:: What you are asked to do ::
Return all the data, word for word.

Items listed in a dataset:
□ □ □ □ □
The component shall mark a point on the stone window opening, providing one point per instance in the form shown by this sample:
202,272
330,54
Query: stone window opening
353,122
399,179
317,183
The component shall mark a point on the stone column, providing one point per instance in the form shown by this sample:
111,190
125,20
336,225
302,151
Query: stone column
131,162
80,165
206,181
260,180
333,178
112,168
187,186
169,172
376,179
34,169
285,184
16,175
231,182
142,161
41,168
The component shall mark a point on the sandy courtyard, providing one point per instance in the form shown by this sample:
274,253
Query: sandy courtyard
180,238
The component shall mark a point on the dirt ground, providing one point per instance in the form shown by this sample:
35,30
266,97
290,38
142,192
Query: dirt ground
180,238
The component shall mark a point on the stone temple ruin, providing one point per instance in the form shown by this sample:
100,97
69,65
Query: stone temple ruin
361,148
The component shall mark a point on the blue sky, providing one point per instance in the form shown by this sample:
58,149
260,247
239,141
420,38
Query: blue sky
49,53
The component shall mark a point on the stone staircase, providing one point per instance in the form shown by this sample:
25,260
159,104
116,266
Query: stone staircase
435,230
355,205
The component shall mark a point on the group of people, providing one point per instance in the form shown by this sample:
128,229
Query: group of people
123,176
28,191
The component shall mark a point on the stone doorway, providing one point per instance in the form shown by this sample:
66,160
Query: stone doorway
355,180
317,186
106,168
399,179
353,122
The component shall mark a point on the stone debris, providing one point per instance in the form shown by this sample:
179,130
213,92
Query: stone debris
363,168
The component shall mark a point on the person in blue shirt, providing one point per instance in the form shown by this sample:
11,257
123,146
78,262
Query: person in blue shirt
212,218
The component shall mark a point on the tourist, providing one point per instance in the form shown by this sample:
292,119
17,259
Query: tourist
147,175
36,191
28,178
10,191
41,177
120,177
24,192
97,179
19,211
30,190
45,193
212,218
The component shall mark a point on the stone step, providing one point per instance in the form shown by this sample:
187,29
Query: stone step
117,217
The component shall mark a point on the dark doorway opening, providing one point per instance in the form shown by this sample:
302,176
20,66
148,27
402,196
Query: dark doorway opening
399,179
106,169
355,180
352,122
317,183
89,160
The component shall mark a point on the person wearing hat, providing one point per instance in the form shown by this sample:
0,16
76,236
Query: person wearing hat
□ □ □ □ □
:: Response for this exercise ::
The component shall mark a point on the stone window opening, providing one point per instance in the form shown by this sample:
202,272
330,54
Query: stone window opening
353,122
399,179
317,183
The component shall mark a point on the stone column, providing one point per instance in the form shown by this sample:
111,190
125,20
336,225
302,151
Query: stone column
131,162
80,165
206,181
260,180
333,178
112,168
187,186
169,172
376,179
34,169
285,184
16,175
231,182
142,161
41,168
The component shall mark a point on the sandy courtyard, providing one point per instance in the form shown by this sample:
274,253
Query: sandy courtyard
180,238
The component shall mark a point on the dirt ground, providing one point per instance in the form shown by this sample:
35,30
266,97
290,38
142,192
Query: dirt ground
180,238
The component shall mark a point on the stone temple ruin, providing one point per instance in the form shown by this sample:
100,97
69,65
Query: stone temple ruin
361,148
The component shall mark a point on the blue sky, providing one point per instance in the form shown by this sample:
58,149
260,247
239,141
420,38
Query: blue sky
49,53
The component shall mark a point on the stone staircase, providing one point per instance in the form shown by this sample:
25,260
159,104
116,266
Query: stone staircase
435,230
355,205
The component shall mark a point on the group of people, providing one point per instance in the form shown by this sample:
128,229
Query: group of people
123,176
28,191
The component shall mark a point on the stone doorway, providing one point per instance in the form shown by this sample:
66,160
Query: stone doorway
355,180
317,186
106,168
399,179
353,122
The component shall mark a point on the stone debris, providing one point per instance in the form shown by this sample:
179,130
213,92
Query: stone debris
363,168
The component shall mark a point on the person in blue shirt, providing one point per instance in the form shown by this sample:
11,257
123,146
78,262
Query: person in blue shirt
212,218
The component shall mark a point on the tourist, providing one point per instance in the form shown by this sample:
292,119
17,259
Query: tourist
147,175
36,191
28,178
10,191
41,177
120,177
24,192
97,179
19,211
30,190
45,193
212,218
The component shall mark a point on the stone step, providing one point per instance in the form shown by this sample:
187,29
Query: stone step
117,217
The component shall mark a point on the dark doorway opening, providing one point per instance in the form shown by this sample:
302,176
20,66
148,27
402,196
Query: dark doorway opening
399,179
106,169
355,180
352,122
317,183
89,160
The component shall mark a point on the person wearing hat, providing one point per instance in the form shown by this sample:
0,16
76,236
Query: person wearing hat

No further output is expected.